Texto citado:
=-=-=

La boleta de excarcelación de Antonio Urbina llegó al reclusorio varonil Oriente el 24 de septiembre a las 10:30 de la mañana. Ese mismo día, diez minutos después, llegó la boleta de Coral Rojas, esposa de Urbina, al reclusorio femenil Santa Martha, ambos en la Ciudad de México.
Ahí venía la noticia más esperada por la pareja venezolana. Los tribunales mexicanos no encontraron elementos de convicción para mantenerlos presos por la supuesta comisión de un fraude procesal, la acusación que interpuso el Colegio Westhill -en donde estudió su hijo mayor- luego de que esta pareja demandara a la escuela por negligencia educativa.
Antonio estuvo ansioso todo el día. Por un lado, el papel representaba el fin de un litigio que comenzó la pareja en una instancia civil en contra del Colegio Westhill y que prolongó este colegio en instancias penales. Esta situación los llevó a la cárcel desde diciembre de 2014. Pero por otro lardo, la boleta de excarcelación no tendría un efecto inmediato.
Previo a tener plena libertad, Antonio y Coral tendrían que pasar por una estación migratoria, un lugar coordinado por el Instituto Nacional de Migración en donde los extranjeros permanecen, de manera provisional, mientras las autoridades revisan la situación migratoria para proceder a la repatriación, deportación o la regularización. Un rumor decía que esa validación podía tardar de doce a quince días. La ansiedad de Antonio empeoraba.
Una camioneta lo condujo desde el reclusorio varonil de oriente hasta la estación migratoria Iztapalapa, mejor conocida como Las Agujas, ubicada en el DF. Él iba montado en “la perrera” o “la jaula”, la parte de atrás del vehículo que no tiene ni ventanas, ni luz.

=-=-=

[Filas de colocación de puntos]
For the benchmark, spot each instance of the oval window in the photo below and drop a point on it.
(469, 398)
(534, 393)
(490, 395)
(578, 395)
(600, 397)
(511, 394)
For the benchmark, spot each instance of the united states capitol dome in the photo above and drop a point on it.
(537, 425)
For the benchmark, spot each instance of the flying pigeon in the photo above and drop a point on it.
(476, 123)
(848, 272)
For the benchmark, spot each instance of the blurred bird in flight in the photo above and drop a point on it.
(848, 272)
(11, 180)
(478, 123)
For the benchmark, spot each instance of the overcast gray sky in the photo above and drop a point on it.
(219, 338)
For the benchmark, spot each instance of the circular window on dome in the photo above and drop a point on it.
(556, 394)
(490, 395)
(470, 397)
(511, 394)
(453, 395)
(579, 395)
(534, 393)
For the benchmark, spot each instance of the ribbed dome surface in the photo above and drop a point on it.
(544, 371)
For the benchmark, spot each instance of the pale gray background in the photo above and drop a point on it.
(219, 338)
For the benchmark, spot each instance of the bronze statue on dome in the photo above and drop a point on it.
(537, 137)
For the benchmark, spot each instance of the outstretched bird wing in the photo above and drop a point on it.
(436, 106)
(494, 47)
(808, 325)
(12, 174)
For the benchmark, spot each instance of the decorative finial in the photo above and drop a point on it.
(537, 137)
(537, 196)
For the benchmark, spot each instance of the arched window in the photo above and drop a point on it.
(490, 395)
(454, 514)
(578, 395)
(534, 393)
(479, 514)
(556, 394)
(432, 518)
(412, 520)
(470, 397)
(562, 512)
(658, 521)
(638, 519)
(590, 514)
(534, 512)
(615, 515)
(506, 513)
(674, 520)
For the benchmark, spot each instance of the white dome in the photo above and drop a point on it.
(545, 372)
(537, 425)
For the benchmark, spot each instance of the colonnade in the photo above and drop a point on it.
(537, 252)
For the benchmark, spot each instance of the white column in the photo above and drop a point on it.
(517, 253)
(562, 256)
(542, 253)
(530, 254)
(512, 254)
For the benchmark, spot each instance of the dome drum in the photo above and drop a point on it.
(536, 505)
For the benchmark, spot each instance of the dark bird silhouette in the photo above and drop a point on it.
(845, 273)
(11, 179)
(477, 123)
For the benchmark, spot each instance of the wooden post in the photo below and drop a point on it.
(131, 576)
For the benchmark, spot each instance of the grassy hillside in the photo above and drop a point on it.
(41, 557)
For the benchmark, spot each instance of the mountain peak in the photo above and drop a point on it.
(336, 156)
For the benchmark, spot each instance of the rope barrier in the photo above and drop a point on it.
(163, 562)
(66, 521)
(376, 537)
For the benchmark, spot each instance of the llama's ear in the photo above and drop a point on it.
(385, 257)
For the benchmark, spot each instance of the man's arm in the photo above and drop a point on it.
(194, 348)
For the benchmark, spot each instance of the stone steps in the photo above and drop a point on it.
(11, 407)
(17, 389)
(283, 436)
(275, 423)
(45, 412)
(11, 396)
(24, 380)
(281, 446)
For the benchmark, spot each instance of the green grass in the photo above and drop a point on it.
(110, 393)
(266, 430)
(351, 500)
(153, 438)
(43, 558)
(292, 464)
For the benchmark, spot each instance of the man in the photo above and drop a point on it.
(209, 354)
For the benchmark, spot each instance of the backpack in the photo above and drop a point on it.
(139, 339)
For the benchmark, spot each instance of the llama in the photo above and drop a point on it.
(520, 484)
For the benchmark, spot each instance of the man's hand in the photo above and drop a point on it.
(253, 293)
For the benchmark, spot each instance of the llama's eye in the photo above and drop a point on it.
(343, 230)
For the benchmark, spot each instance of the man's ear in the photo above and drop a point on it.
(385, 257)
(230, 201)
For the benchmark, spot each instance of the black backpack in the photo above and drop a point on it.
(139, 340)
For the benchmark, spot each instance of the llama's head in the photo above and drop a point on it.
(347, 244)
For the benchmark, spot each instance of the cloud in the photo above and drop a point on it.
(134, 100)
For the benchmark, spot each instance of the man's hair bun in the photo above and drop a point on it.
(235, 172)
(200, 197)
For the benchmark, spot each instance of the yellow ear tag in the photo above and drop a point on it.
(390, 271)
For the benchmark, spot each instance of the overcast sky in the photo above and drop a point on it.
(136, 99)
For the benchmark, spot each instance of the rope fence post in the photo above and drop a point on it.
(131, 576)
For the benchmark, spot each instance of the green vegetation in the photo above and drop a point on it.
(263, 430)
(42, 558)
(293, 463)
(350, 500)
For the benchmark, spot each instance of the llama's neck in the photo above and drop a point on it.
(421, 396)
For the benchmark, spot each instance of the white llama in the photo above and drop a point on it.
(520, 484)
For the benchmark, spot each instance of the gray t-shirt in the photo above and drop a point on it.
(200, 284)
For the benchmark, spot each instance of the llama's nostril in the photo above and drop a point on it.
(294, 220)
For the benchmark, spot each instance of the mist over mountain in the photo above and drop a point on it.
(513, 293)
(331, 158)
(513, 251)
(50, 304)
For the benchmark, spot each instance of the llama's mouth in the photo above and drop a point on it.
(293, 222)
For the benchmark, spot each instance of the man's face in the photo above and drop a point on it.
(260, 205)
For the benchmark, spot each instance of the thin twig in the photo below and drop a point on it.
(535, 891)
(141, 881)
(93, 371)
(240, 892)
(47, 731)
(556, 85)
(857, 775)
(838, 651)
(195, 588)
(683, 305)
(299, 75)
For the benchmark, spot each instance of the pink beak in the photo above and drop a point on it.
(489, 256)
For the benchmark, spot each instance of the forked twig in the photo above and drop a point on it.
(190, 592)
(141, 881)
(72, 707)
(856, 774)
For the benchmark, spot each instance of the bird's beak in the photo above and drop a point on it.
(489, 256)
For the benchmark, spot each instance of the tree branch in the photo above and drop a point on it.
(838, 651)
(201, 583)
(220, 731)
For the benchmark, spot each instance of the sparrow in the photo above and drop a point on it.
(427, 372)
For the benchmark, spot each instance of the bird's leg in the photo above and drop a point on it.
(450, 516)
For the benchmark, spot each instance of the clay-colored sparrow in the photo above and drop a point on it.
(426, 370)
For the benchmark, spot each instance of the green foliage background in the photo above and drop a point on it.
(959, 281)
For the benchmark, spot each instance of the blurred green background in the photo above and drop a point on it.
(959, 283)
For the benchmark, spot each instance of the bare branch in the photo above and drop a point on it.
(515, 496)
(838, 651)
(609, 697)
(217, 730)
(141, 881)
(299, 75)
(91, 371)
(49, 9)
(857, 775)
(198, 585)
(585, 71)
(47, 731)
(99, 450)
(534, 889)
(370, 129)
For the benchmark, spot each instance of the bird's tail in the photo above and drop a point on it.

=-=-=

Consigna dada: Según el texto citado, ¿qué tres resultados puede tener la revisión de la situación migratoria de los extranjeros en una estación migratoria?

Ejercicio resuelto: La repatriación, la deportación o la regularización.